THE DATA —
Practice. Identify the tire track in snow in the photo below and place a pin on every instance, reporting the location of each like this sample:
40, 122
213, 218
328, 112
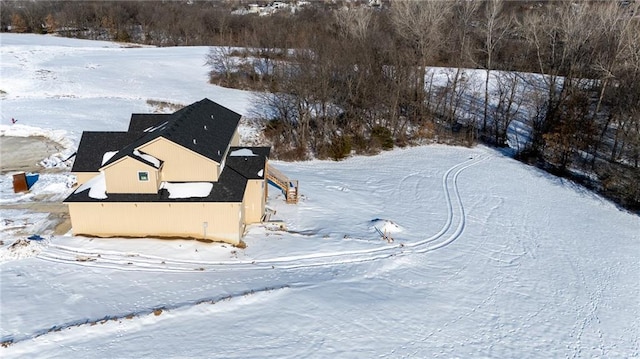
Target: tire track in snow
141, 262
6, 341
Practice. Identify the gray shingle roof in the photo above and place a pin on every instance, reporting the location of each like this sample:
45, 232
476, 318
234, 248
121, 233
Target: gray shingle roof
204, 127
211, 125
93, 145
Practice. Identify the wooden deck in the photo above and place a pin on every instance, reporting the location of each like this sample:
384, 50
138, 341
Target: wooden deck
288, 187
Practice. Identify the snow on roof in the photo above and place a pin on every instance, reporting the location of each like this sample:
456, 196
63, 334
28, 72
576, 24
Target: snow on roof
97, 187
188, 190
107, 156
159, 127
148, 158
243, 152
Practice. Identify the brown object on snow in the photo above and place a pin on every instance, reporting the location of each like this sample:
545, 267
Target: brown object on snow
20, 182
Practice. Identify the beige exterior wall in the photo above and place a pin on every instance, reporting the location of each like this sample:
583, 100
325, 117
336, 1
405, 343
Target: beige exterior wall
82, 177
235, 139
122, 177
224, 221
181, 164
254, 201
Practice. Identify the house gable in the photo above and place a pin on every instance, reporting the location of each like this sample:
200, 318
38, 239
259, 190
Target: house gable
131, 175
181, 164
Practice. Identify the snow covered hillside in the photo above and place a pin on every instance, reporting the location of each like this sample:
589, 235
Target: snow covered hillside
485, 257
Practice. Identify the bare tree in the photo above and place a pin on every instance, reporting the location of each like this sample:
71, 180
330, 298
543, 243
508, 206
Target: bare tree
495, 26
421, 24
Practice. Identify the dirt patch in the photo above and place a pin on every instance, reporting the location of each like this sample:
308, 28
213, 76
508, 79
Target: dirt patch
25, 153
58, 220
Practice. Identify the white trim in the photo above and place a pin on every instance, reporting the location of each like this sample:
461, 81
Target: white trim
146, 173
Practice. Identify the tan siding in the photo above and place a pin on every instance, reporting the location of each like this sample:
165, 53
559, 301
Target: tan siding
254, 201
181, 164
235, 140
104, 219
122, 177
82, 177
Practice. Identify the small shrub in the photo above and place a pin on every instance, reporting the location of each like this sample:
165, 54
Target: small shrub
340, 147
383, 136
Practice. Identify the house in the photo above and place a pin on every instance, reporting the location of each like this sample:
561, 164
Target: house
172, 175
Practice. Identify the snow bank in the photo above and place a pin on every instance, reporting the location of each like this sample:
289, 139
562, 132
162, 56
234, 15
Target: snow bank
385, 226
60, 137
20, 249
97, 187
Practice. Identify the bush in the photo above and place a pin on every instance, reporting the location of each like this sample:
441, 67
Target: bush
383, 136
340, 147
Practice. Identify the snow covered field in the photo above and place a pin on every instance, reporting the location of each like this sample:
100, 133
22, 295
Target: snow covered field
489, 258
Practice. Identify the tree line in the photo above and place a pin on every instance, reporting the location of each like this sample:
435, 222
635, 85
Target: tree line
559, 80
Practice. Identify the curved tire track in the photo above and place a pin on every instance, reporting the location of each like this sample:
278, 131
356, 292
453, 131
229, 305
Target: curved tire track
140, 262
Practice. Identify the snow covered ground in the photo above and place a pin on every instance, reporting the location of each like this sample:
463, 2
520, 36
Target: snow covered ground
486, 257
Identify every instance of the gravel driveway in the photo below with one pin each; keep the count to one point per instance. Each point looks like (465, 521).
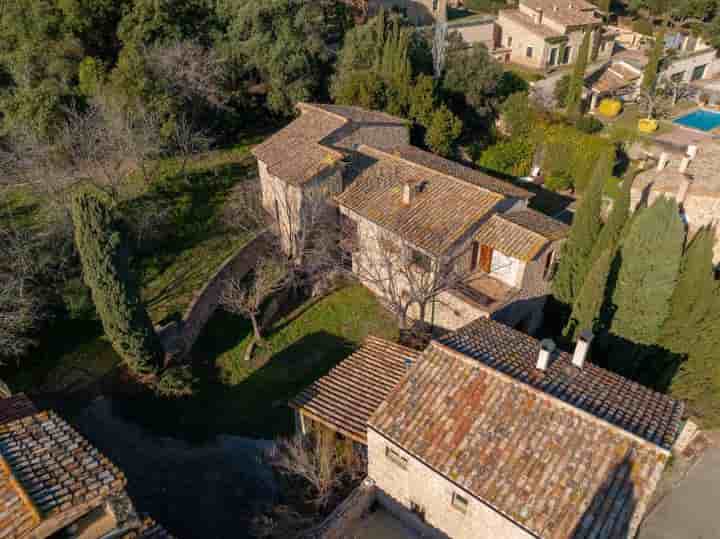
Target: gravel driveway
(210, 491)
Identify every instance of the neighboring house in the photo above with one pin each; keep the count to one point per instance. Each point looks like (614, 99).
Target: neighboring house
(692, 179)
(53, 481)
(405, 209)
(544, 34)
(491, 433)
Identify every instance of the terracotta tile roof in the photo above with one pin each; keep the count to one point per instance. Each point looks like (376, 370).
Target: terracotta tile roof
(520, 234)
(634, 408)
(552, 469)
(436, 163)
(443, 208)
(345, 398)
(16, 407)
(52, 468)
(568, 13)
(322, 134)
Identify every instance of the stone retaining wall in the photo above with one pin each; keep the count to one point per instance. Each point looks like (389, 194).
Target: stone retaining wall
(178, 338)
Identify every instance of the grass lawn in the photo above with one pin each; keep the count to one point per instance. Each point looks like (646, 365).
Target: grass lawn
(74, 353)
(248, 398)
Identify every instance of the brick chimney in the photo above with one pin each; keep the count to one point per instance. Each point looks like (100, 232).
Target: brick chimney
(407, 193)
(547, 347)
(582, 347)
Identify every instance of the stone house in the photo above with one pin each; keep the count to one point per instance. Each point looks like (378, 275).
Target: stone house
(52, 481)
(490, 433)
(691, 178)
(544, 34)
(411, 218)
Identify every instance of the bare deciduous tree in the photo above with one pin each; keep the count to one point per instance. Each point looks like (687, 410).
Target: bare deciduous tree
(270, 275)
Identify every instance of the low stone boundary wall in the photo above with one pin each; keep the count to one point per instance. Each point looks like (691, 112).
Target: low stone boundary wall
(178, 338)
(346, 514)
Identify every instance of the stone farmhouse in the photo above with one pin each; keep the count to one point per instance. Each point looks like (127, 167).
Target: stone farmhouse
(490, 433)
(52, 481)
(544, 34)
(411, 218)
(691, 178)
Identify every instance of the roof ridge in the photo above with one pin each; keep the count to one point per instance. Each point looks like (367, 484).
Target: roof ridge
(552, 398)
(432, 170)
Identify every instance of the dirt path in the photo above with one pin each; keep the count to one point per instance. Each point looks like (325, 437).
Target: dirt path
(198, 492)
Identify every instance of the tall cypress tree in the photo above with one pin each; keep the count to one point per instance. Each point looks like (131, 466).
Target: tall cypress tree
(577, 79)
(650, 258)
(576, 251)
(693, 295)
(586, 313)
(653, 65)
(105, 261)
(611, 232)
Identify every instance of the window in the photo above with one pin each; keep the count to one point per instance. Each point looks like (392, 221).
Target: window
(553, 57)
(459, 502)
(396, 457)
(421, 260)
(698, 72)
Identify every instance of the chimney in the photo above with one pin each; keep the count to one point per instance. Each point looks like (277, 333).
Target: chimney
(547, 347)
(407, 193)
(582, 348)
(683, 189)
(684, 164)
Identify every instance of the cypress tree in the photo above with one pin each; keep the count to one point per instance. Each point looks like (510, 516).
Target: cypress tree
(587, 308)
(105, 261)
(577, 79)
(576, 251)
(650, 258)
(693, 295)
(653, 65)
(611, 232)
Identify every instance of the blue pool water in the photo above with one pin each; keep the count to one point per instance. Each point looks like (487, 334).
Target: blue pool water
(705, 120)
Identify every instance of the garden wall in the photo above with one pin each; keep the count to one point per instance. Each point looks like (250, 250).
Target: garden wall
(178, 338)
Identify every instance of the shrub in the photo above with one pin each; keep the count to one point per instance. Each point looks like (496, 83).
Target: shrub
(589, 124)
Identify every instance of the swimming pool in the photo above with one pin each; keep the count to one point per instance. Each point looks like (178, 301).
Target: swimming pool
(702, 119)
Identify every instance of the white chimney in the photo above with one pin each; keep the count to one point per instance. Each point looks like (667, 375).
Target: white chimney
(684, 164)
(582, 348)
(683, 189)
(407, 193)
(547, 347)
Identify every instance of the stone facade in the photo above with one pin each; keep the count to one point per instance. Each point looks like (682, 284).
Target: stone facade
(417, 486)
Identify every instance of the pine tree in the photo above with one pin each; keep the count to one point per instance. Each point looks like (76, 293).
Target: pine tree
(653, 65)
(693, 295)
(611, 232)
(650, 258)
(576, 251)
(586, 313)
(105, 262)
(577, 79)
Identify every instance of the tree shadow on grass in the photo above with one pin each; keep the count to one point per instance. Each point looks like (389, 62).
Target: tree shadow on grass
(236, 397)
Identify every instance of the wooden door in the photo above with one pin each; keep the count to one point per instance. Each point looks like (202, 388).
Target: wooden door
(485, 258)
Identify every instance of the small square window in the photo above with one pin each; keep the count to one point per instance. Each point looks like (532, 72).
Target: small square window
(396, 457)
(459, 502)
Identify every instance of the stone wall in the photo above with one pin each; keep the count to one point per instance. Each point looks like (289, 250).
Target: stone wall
(417, 483)
(178, 338)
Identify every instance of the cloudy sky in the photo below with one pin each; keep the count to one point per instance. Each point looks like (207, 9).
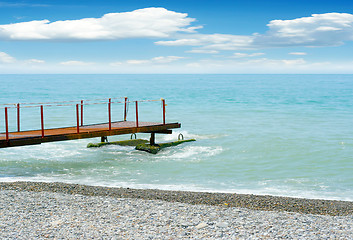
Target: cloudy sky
(193, 36)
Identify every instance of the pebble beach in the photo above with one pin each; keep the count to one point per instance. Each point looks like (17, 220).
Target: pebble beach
(35, 210)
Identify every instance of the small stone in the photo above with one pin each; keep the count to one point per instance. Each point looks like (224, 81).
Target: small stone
(222, 224)
(201, 225)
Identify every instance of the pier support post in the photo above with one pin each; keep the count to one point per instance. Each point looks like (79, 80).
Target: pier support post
(153, 139)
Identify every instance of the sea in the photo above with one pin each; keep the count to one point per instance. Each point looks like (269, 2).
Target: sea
(282, 135)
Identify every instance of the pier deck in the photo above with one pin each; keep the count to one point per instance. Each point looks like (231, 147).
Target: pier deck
(110, 128)
(89, 131)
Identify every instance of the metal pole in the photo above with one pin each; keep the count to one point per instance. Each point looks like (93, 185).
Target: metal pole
(163, 102)
(110, 114)
(42, 119)
(137, 115)
(6, 125)
(81, 112)
(18, 117)
(125, 109)
(78, 119)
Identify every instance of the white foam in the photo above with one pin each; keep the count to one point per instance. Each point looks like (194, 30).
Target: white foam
(187, 135)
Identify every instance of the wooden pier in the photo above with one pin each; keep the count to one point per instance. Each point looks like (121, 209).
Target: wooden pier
(80, 131)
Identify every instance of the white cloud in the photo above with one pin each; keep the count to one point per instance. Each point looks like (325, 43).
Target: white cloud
(156, 60)
(137, 61)
(115, 64)
(147, 22)
(246, 55)
(6, 58)
(34, 61)
(212, 41)
(329, 29)
(298, 53)
(167, 59)
(76, 63)
(203, 51)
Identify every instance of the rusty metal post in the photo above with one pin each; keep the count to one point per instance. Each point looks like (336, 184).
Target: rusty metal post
(18, 117)
(81, 112)
(153, 139)
(6, 125)
(137, 115)
(163, 105)
(110, 113)
(42, 119)
(78, 119)
(125, 109)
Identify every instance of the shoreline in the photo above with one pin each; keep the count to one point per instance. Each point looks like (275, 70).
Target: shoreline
(248, 201)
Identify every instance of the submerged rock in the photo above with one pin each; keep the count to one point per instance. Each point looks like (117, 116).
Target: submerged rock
(157, 147)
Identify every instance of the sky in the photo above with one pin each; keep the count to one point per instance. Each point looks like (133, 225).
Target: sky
(187, 37)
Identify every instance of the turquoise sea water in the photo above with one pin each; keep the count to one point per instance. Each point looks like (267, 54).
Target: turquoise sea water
(289, 135)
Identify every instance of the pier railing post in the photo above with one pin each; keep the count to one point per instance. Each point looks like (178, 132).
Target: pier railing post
(18, 117)
(6, 125)
(125, 109)
(81, 112)
(137, 115)
(110, 113)
(42, 119)
(163, 105)
(77, 119)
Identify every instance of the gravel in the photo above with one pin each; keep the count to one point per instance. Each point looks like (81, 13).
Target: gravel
(69, 211)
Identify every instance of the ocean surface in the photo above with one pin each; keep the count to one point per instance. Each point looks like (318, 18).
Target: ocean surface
(287, 135)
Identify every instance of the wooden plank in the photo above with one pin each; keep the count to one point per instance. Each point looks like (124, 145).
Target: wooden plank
(89, 131)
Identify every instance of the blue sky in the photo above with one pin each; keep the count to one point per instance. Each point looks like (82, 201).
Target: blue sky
(194, 36)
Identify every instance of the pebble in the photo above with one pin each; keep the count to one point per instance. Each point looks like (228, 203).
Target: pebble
(37, 214)
(222, 224)
(201, 225)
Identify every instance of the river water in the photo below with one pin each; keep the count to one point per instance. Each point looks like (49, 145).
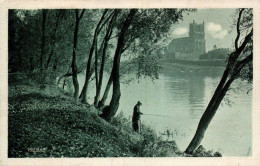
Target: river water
(183, 96)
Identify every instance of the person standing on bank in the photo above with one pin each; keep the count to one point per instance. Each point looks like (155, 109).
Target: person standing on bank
(136, 116)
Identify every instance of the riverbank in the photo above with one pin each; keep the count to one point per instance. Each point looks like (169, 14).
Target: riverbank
(46, 122)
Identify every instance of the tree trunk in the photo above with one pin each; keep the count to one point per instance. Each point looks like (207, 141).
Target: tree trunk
(53, 38)
(101, 103)
(208, 115)
(88, 73)
(97, 103)
(44, 15)
(114, 103)
(74, 65)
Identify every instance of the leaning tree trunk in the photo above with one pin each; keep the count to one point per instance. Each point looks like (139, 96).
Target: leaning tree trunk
(207, 117)
(111, 110)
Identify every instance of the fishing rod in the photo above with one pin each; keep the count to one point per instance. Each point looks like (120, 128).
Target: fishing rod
(160, 115)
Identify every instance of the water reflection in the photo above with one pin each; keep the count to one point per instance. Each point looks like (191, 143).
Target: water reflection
(183, 95)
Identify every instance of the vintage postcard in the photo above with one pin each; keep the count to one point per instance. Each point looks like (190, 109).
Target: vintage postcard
(129, 83)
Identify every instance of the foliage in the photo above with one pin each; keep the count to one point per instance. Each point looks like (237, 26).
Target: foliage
(220, 53)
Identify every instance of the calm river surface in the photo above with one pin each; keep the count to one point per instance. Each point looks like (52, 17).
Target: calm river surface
(183, 96)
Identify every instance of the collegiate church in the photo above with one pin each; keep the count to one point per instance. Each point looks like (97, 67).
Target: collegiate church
(189, 48)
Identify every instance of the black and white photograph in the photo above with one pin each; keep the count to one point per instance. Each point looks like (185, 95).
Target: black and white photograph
(131, 83)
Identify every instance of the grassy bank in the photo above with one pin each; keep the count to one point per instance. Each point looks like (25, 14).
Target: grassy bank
(46, 122)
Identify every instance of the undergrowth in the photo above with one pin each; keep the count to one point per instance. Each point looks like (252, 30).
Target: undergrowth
(45, 122)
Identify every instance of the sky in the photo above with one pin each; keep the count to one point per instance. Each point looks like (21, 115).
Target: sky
(218, 24)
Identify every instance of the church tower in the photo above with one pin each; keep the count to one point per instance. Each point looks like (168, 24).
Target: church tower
(197, 33)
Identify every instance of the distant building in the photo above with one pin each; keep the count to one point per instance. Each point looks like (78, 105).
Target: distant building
(189, 48)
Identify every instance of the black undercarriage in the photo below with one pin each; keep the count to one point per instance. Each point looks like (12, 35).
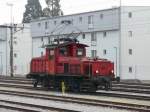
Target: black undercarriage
(73, 83)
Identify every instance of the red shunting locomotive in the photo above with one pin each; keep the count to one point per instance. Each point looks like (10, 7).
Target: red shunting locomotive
(65, 60)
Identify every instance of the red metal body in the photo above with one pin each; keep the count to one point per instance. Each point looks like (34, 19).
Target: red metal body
(70, 59)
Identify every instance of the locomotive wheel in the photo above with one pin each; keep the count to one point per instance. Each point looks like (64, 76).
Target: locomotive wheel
(35, 83)
(76, 87)
(45, 83)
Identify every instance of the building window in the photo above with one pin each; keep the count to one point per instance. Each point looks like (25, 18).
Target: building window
(72, 21)
(39, 24)
(15, 55)
(15, 38)
(101, 16)
(90, 19)
(46, 25)
(93, 36)
(130, 70)
(83, 36)
(104, 52)
(15, 42)
(130, 14)
(41, 53)
(130, 33)
(130, 52)
(42, 39)
(55, 22)
(93, 53)
(104, 34)
(80, 19)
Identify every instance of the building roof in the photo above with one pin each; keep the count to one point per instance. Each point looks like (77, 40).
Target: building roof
(47, 18)
(52, 46)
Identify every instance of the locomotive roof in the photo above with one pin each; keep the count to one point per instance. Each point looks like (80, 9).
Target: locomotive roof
(52, 46)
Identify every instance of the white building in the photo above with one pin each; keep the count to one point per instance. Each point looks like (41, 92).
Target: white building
(22, 44)
(118, 34)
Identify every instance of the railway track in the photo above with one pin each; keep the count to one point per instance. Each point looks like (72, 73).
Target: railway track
(82, 101)
(116, 87)
(118, 105)
(26, 107)
(114, 93)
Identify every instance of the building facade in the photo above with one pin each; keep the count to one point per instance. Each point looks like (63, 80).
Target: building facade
(117, 34)
(22, 44)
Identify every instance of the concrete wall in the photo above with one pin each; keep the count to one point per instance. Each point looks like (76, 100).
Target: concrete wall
(139, 42)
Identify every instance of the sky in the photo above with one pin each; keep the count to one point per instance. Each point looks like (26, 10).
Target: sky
(68, 7)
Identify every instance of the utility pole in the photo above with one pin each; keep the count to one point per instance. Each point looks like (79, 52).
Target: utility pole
(11, 41)
(11, 45)
(11, 53)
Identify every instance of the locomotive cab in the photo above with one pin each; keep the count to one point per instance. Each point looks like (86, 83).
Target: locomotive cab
(68, 62)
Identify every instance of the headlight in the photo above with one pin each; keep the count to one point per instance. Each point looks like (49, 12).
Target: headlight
(97, 71)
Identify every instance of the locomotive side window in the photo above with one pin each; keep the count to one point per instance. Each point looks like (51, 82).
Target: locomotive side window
(80, 52)
(63, 51)
(51, 54)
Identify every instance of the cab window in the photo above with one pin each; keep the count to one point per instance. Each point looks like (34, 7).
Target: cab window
(63, 51)
(80, 52)
(51, 54)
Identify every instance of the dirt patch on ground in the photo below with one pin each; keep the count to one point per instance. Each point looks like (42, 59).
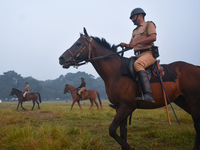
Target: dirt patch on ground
(42, 115)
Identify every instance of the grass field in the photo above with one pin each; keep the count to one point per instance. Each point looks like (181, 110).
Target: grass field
(55, 127)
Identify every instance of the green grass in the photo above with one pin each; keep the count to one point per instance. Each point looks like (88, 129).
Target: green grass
(55, 127)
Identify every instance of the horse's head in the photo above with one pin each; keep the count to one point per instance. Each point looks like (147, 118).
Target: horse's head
(80, 51)
(66, 89)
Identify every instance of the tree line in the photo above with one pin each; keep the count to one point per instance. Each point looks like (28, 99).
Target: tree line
(49, 89)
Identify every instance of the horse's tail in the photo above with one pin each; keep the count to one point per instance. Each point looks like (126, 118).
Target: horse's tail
(99, 99)
(39, 97)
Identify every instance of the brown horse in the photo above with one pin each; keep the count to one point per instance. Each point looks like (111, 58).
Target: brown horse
(121, 90)
(90, 94)
(30, 96)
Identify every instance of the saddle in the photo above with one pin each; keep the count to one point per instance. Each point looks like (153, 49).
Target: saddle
(167, 73)
(82, 93)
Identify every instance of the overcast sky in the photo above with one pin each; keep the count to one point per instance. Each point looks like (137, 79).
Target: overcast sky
(34, 33)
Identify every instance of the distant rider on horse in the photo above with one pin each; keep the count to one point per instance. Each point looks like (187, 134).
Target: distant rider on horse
(82, 86)
(142, 40)
(26, 90)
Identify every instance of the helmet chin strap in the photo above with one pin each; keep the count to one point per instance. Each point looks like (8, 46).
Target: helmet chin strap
(135, 21)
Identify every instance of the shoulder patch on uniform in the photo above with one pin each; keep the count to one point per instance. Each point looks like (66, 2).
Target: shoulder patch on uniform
(151, 22)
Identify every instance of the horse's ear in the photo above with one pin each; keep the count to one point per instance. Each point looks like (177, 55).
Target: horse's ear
(85, 32)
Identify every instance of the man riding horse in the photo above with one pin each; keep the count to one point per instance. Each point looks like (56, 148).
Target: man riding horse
(142, 40)
(26, 90)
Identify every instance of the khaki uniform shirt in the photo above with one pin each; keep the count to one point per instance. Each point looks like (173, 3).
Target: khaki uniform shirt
(83, 84)
(141, 32)
(27, 88)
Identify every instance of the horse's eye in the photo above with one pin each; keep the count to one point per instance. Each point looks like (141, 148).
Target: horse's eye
(78, 44)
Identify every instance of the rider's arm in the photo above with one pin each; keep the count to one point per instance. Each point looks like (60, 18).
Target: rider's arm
(149, 39)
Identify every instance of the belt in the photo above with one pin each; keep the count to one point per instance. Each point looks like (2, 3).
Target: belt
(138, 52)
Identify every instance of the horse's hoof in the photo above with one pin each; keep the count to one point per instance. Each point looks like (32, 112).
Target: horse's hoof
(112, 106)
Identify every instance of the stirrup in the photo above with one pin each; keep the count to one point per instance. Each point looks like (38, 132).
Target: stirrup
(112, 106)
(147, 98)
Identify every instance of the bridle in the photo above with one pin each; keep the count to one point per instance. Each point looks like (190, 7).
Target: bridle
(73, 58)
(76, 62)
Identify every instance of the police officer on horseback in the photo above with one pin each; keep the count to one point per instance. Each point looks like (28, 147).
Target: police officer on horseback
(142, 40)
(26, 90)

TASK DIRECTIONS — Above are the records; repeat exactly the lines from the one holding "Target: tree trunk" down to the one holding "Identify every instance of the collegiate", end lines included.

RESPONSE FOR THIS EXERCISE —
Target: tree trunk
(53, 38)
(101, 103)
(208, 115)
(88, 73)
(97, 103)
(44, 15)
(114, 103)
(74, 65)
Identify every instance of the leaning tree trunk in the photo above with one pin each; keep the count to one point per instance. Each point looks like (139, 96).
Target: leaning tree trunk
(207, 117)
(111, 110)
Identify every instance of the fishing rod in the photo above with one pin each; keep the count to one point per instance. Each point looks like (120, 128).
Target: fishing rod
(160, 115)
Identify every instance of the water reflection in the photo above with one pin each; keep the count to one point per instance. Each point looks like (191, 143).
Target: water reflection
(183, 95)
Identify every instance of the vintage postcard in the photo above with one pin each; keep the count to one point per instance. Each point looks like (190, 109).
Target: vintage postcard
(129, 83)
Identify every instance of the foliage in the photo above with one pin each; keep the count to one point per instance. Each point looks like (237, 26).
Target: foliage
(220, 53)
Identify every instance of the calm river surface in the photo above with one pin each; keep the count to one point per instance. Each point looks like (52, 17).
Target: calm river surface
(183, 96)
Identify every instance of the collegiate church in the photo above with one pin each; keep the count to one point per instance. Each point looks like (97, 67).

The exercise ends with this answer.